Consignes de travail
Poursuivez l'extrait sur l'évolution de la langue française en rédigeant la section qu'annonce son dernier intertitre.

La réforme évolutive de la langue française

Transformations et évolutions

Toute langue naît, se développe, évolue ou meurt. La langue française n’échappe pas à cette règle. Elle a dû avant tout s’extraire du latin afin de prouver sa possibilité viabilité autonome et depuis, n’a cessé d’évoluer avec le temps. Des réformes se sont profilées, certaines sont passées, d’autres ont été annulées, d’autres encore, tentées, dans certaines régions, avec plus ou moins de succès, et voici que depuis le début 2016, on reparle de la réforme du français plus inensivement.

Qu’en est-il exactement ? Est-ce une réforme utile à notre langue ? Parle t'on alors d’évolution ou de révolution ? Toute langue a t-elle nécessairement besoin d’évoluer pour pouvoir subsister ?

Strasbourg, le 14 juillet 842, cette date vous dit quelque chose ? Le jour oui, mais pas l’année ! Encore moins le lieu… et pourtant, c’est la première fois qu’on peut trouver dans des manuscrits une place écrite en roman, le «protofrançais». Ces «Serments de Strasbourg» sont la retranscription du discours de fidélité et d’assistance prononcé par les princes Charles-Le-Chauve et Louis-Le-Germanique, tous deux petits-fils de Charlemagne qui se préparent à partager l’empire, dont une partie deviendra la future France. Les princes s’adressent donc à leurs futurs sujets dans la langue romane utilisée alors en Francie Occidentale. Le français se profile alors ! 

Le jeu des conquêtes

Mais le français, ce n’est pas avant tout une langue latine ? Si, bien sûr ! Toute existence d’une langue dépend de son contexte historique et politique. Or, nous savons que les Gaulois, durant la conquête romaine, en 51 av. J-C., ont dû s’adapter à la nouvelle langue imposée par l’empire. On est bien loin du celte antique parlé par nos ancêtres… en effet, ce latin appris sur le tard a fait l’objet d’adaptations par le peuple Gaulois. Comme le souligne la linguiste Henriette Walter dans Le français dans tous les sens,

«Si nous parlons français aujourd’hui, c’est-à-dire une langue romane issue du latin et non une langue celtique formée dans l’ancienne Gaule, c’est d’abord parce que nos ancêtres les Gaulois ont adopté la civilisation romaine et appris à parler le latin. Puisque contraints de vivre avec leurs voisins Francs, Burgondes, Wisigoths et Normands, ils ont bien dû, entre deux affrontements, discuter avec eux, partager leurs repas, courtiser leurs filles… le français résulte de toutes ces rencontres !».

La première évolution a donc déjà eu lieu. On ne parle plus le latin pur, celui de Rome, mais bien celui de Gaule.

De même, le temps passant, la situation géographique continue de jouer, en particulier au niveau nord et sud. En effet, le pays d’oc, au sud, au vu de sa proximité avec l’Italie, a bien évidemment conservé ses dialectes latins, alors qu’au nord, dans le pays d’oïl, les invasions franques ont germanisé le latin déjà modifié. 

Charlemagne, à l’origine du français moderne ?

Données enregistrées
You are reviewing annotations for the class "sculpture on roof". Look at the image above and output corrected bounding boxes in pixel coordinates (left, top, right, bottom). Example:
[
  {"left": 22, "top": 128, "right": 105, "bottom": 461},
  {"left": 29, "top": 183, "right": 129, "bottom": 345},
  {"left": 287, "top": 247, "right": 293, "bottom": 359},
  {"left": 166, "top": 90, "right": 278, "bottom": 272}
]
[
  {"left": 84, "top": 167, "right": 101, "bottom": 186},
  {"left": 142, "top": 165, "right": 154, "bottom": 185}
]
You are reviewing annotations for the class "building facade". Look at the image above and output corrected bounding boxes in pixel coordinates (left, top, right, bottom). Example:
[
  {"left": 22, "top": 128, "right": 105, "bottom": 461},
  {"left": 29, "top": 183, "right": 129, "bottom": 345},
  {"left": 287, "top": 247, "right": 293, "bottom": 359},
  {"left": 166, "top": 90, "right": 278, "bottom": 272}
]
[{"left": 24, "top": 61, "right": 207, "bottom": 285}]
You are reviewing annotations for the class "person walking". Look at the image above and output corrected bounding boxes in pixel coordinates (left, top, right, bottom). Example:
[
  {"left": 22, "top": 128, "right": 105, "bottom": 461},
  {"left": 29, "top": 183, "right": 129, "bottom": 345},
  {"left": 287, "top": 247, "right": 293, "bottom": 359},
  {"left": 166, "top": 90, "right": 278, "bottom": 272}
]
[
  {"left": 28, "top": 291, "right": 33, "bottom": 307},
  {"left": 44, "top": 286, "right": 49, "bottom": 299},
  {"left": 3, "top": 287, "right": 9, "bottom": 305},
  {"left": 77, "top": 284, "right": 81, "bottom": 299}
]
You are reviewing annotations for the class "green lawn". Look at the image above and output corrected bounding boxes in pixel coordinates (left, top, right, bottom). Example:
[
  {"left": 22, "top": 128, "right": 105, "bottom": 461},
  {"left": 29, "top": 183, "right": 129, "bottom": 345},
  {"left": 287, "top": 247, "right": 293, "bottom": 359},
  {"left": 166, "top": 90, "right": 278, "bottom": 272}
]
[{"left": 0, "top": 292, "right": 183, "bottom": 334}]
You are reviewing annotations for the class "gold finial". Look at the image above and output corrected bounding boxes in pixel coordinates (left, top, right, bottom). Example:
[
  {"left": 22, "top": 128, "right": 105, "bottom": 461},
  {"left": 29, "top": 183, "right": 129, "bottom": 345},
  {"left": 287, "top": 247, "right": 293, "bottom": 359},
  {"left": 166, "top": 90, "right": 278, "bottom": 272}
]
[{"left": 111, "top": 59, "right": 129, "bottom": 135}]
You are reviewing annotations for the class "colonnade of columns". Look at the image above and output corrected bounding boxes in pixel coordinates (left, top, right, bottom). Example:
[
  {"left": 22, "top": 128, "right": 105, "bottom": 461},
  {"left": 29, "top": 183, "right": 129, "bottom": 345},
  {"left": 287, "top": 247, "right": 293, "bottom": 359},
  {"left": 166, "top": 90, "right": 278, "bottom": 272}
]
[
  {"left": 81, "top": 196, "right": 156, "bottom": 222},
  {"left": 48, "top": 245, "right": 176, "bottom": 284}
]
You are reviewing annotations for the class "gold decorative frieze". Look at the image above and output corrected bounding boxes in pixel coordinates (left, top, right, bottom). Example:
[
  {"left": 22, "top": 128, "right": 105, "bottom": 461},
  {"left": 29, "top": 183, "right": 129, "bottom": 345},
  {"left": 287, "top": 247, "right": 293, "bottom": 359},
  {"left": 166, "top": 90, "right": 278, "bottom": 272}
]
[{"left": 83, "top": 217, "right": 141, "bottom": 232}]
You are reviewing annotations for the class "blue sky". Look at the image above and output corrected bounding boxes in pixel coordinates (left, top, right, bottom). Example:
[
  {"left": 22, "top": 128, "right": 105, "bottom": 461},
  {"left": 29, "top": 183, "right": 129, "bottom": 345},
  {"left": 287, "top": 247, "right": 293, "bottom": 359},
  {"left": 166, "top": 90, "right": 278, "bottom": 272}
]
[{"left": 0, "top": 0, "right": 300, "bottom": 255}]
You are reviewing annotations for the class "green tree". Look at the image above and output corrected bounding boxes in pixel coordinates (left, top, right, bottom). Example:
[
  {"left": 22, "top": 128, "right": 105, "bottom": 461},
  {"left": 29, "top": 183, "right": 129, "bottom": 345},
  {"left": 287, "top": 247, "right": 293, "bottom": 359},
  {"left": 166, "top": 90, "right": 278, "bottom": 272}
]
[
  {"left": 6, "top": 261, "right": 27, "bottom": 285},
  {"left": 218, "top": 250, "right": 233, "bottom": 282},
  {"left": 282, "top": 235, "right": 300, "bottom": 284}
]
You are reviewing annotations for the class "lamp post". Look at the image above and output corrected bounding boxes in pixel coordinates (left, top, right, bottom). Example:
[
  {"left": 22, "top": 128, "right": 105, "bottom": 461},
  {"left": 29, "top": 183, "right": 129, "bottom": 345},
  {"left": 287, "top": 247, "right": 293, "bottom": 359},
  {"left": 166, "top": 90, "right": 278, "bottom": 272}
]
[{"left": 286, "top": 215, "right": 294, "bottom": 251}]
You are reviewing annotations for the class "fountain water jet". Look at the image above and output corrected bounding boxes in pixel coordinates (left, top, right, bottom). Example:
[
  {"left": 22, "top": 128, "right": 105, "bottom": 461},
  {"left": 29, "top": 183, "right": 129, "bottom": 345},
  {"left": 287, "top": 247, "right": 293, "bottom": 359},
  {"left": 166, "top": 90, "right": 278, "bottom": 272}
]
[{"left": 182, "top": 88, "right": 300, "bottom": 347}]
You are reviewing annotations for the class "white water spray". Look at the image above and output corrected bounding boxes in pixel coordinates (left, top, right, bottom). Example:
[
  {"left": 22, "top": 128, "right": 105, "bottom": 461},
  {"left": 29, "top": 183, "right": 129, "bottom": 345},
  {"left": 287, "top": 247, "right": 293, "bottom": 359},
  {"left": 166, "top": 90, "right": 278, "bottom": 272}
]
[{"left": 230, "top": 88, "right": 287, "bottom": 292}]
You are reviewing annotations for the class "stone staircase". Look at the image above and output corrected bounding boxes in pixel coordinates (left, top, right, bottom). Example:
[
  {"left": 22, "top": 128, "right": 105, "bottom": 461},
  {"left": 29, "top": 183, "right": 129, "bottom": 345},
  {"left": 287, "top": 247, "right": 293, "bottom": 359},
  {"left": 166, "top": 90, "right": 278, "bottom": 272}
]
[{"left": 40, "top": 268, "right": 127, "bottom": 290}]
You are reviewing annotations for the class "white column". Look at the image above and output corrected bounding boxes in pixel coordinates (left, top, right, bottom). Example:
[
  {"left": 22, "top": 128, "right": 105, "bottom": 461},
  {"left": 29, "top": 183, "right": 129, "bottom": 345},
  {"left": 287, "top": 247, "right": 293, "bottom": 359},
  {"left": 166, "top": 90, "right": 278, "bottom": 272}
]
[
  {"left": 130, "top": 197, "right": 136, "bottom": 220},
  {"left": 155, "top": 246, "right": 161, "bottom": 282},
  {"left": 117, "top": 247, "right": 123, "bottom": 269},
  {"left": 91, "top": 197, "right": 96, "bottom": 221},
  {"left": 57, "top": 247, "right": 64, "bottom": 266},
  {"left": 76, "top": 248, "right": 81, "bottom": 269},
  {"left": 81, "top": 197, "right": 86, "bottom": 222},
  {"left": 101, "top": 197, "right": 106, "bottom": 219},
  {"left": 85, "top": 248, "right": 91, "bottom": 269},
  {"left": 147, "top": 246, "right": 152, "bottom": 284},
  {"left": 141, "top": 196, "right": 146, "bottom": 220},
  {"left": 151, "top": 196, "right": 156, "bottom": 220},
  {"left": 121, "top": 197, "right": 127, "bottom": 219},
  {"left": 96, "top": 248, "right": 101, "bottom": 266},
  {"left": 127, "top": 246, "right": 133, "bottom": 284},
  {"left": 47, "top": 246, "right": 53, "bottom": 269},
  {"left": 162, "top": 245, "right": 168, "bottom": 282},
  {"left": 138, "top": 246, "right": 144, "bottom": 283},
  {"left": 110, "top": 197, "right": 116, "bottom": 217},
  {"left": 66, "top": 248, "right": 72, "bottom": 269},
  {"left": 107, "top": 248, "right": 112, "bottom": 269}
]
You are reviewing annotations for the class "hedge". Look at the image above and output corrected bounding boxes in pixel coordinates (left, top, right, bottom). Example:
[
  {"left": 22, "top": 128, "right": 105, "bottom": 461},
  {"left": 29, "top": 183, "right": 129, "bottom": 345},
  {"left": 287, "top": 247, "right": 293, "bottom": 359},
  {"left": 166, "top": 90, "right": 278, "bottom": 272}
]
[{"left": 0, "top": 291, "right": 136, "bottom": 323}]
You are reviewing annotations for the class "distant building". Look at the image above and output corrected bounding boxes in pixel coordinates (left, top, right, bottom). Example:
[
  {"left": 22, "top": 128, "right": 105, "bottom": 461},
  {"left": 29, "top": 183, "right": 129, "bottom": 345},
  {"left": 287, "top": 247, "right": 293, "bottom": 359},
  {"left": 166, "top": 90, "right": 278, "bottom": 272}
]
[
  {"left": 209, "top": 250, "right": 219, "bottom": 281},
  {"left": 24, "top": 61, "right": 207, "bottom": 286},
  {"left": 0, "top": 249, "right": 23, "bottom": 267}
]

Réponse attendue
Le latin, quoique modifié de-ci, delà, demeure la langue en présence dans le royaume. C’est aussi et surtout la langue noble, celle du clergé et de la noblesse, mais aussi des érudits. Cependant, la majorité de la population ne fait pas partie de cette élite et ne parle donc pas cette langue noble, il faut donc s’adapter là encore et chercher le moyen de passer à une langue neutre, indépendante du latin, qui réunira tout le peuple franc. C’est donc sous le règne de Charlemagne (v. 742-814) que cette révolution va prendre forme, à commencer par la prêche qui se fera désormais en roman et en germanique afin d’être mieux comprise par le peuple ! L’empereur sera également à l’origine de plusieurs glossaires latin-roman, comme Les Gloses de Reichenau, qui dressent un comparatif des mots courants et permettent de comprendre ainsi l’évolution ultérieure du français.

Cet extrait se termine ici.